───── QUOTED TEXT ─────

At the same time they overlooked the group loyalty of Muslims and other immigrant minorities, despite agreeing that religious solidarity can constitute racism. If opposition to Islam is a form of racism does it not follow that that religion is a race and that Islamists are racists? Their failure to acknowledge, let alone study or criticise, the group motivations of immigrants was surely not due to ignorance. It seems the only ethnicity these high-ranking scholars reject is that of Australia’s majority.

Andrew Markus is Professor of Jewish Civilisation at Monash University, a chair funded by the late Richard Pratt, a generous philanthropist for Jewish causes in Australia, Israel and elsewhere. As the Israeli prime minister Benjamin Netanyahu noted on Pratt’s death, many of his philanthropic gifts went to Israel’s universities, the integration of new immigrants (all of whom are Jewish due to Israel’s strict immigration laws) and disadvantaged Israelis. That shows love for his people, a noble sentiment. But what is Markus, supposedly a radical cosmopolitan, doing accepting funds from an ethnic nationalist? Would not a cosmopolitan shy away from a vertically integrated ethnic enterprise in which a Jewish academic is paid by a Jewish donor to study Jewish affairs? Markus has spent his professional life criticising Australia and other Western countries for immigration policies that were mildly discriminatory compared to Israel’s. Yet it seems he has never criticised Richard Pratt or the Israeli leadership, all dedicated ethnic loyalists. Indeed, he has co-authored a paper praising Israel’s discriminatory immigration policy.2

Australian entrepreneur, Richard Pratt

Markus is also involved in Jewish community activities, for example by providing expert advice on demography.3 That is a positive thing to do, but ethnic service is the opposite of genuine cosmopolitanism. The same Professor presents himself as a thorough-going cosmopolitan when he praises young Australians for failing to even perceive ethnic differences. But he flouts that standard when writing about his ethnic group.

He is less connected to Anglo Australia. In a 2010 article Markus compared Israel and Australia. He described Israelis’ national identity in glowing nationalist terms as an attachment to the ancient “land of their forefathers” but dismissed Australia as a settler society with convict origins less than 250 years old. “Until the 1950s Australians of the middle and upper classes typically saw themselves as exiles and yearned to return to mother England and what they termed ‘civilization’”.4 This vilifies Australia’s historic nation and denies it legitimacy. Markus, a professor of history, appears to be unaware of the emergence of national consciousness among Australians in the second half of the nineteenth century. They identified Australia as their homeland or joint homeland and this identification played a critical role in motivating federation in 1901. It was a nationalism that galvanised pride in and defence of Australia. For Markus, Israel is rightfully and proudly the Jewish state but Australia has a shameful past and is up for grabs.

─────

* EXERCISE INSTRUCTIONS
• A. Output the section of the passage on Andrew Markus that opens with the words containing "At the same" and closes with "of Australia’s majority.", copied word for word.
• B. Carry on the passage on Andrew Markus from its final sentence by writing the part that comes next.

───── DATA LINES ─────

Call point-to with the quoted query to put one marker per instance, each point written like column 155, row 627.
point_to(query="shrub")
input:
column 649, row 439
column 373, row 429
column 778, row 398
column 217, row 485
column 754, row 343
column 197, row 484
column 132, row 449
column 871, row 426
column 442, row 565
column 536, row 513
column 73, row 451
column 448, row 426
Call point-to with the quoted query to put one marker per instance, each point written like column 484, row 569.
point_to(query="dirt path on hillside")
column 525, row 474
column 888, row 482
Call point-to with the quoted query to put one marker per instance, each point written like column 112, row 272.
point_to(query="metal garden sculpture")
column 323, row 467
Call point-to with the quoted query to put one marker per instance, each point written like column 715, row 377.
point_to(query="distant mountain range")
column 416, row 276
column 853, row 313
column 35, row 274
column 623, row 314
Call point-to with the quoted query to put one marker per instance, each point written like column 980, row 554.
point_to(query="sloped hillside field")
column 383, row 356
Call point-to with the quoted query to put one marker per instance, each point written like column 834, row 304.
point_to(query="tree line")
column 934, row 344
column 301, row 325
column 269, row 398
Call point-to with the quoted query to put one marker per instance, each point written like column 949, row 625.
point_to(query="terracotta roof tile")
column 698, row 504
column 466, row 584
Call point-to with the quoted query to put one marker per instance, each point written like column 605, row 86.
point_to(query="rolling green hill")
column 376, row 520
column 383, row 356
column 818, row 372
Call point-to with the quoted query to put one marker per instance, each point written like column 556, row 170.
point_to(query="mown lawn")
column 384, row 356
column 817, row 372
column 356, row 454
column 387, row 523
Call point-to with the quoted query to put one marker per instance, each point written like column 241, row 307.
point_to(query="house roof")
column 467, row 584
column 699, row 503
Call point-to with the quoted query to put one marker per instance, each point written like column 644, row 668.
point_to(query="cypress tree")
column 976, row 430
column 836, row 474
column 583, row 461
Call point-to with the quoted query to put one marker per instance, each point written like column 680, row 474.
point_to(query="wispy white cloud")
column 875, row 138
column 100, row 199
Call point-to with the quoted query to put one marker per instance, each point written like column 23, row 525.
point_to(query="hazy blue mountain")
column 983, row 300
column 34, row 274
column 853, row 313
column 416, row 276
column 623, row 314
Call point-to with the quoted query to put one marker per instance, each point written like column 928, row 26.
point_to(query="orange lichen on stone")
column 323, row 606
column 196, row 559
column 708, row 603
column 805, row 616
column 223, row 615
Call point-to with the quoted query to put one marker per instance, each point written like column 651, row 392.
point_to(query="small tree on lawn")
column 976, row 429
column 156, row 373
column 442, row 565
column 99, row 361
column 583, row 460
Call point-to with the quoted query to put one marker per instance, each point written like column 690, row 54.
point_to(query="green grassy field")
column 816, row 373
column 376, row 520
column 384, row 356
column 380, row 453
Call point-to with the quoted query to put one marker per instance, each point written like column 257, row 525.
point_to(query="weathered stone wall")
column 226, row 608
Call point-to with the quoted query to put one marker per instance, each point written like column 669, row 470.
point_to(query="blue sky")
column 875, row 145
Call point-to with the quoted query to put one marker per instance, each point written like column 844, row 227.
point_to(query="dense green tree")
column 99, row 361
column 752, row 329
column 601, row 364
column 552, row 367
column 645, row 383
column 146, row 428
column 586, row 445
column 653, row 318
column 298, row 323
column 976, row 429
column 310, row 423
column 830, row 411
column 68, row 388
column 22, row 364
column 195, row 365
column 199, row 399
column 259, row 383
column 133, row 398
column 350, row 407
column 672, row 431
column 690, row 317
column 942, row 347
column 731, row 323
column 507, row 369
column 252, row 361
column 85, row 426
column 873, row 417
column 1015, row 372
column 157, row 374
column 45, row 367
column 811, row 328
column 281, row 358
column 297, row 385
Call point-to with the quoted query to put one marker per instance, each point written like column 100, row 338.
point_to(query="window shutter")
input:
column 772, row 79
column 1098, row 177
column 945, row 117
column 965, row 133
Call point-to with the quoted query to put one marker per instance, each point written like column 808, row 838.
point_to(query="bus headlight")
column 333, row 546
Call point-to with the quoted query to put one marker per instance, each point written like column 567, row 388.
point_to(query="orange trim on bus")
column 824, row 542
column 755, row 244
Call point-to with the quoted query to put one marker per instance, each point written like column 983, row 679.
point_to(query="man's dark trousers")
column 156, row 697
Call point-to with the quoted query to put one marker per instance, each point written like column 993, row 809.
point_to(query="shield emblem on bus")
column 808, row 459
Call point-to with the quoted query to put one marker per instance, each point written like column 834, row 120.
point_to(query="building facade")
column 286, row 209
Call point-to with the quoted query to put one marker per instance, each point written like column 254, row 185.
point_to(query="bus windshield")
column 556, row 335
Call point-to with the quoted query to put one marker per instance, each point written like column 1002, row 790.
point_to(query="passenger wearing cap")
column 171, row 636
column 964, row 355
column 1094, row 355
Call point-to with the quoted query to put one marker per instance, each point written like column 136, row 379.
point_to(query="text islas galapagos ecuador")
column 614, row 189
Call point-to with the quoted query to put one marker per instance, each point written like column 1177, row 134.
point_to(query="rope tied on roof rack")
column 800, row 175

─────

* RESULTS FOR EACH TASK
• A.
At the same time they overlooked the group loyalty of Muslims and other immigrant minorities, despite agreeing that religious solidarity can constitute racism. If opposition to Islam is a form of racism does it not follow that that religion is a race and that Islamists are racists? Their failure to acknowledge, let alone study or criticise, the group motivations of immigrants was surely not due to ignorance. It seems the only ethnicity these high-ranking scholars reject is that of Australia’s majority.

• B.
Like Andrew Markus, Jakubowicz also has a special problem with white Christian Australia. It is one thing to defend the Racial Discrimination Act 1975 (Cth), as does Andrew Markus.5 But Jakubowicz racialises the issue by accusing critics of the Act’s notorious section 18C of being well-off white Christian men engaged in a “bigots’ frenzy”, “who are also the majority of those previously complained against under 18C”.6 He accuses Australian journalists of suffering from too much “whiteness” and advancing white-only narratives.7 Jakubowicz condemns majority racism towards minorities but rationalises racism against the majority by characterising it as “reverse racism”, that is, done in retaliation. “Reverse racism may also characterise conflictual relations, where the victims act in aggressively or defensively racist ways (even with little power and few resources) towards their tormentors or people perceived to be from the ‘tormenting’ group.” Jakubowicz is asserting that minority racism is justified because it is a form of defence against white racism, the original sin; it never springs from prejudiced minority minds.8

US Philosopher, Michael Walzer

All five leaders of the program were too ethnically compromised to be genuine liberal cosmopolitans. Their involvement in ethnic causes denies them cover for attacks on Anglo-Australians. It is difficult to see how their aggression is not motivated, in part, by ethnic competition. They portray themselves as fighting a moral crusade when in reality it is a one-sided blood feud.

The veiled tribalism of multiculturalism and “liberal” immigration is not unique to Australia. Kaufmann pointed out that from the beginning U.S. multiculturalism failed to meet the criteria of cosmopolitanism. Advocates in the United States generally retained their ethnic identities and excluded the white majority. American philosopher Michael Walzer proposed a way for genuine liberals to retain their ethnic loyalties while remaining dedicated to universal values. He argued that all tribal identities are legitimate.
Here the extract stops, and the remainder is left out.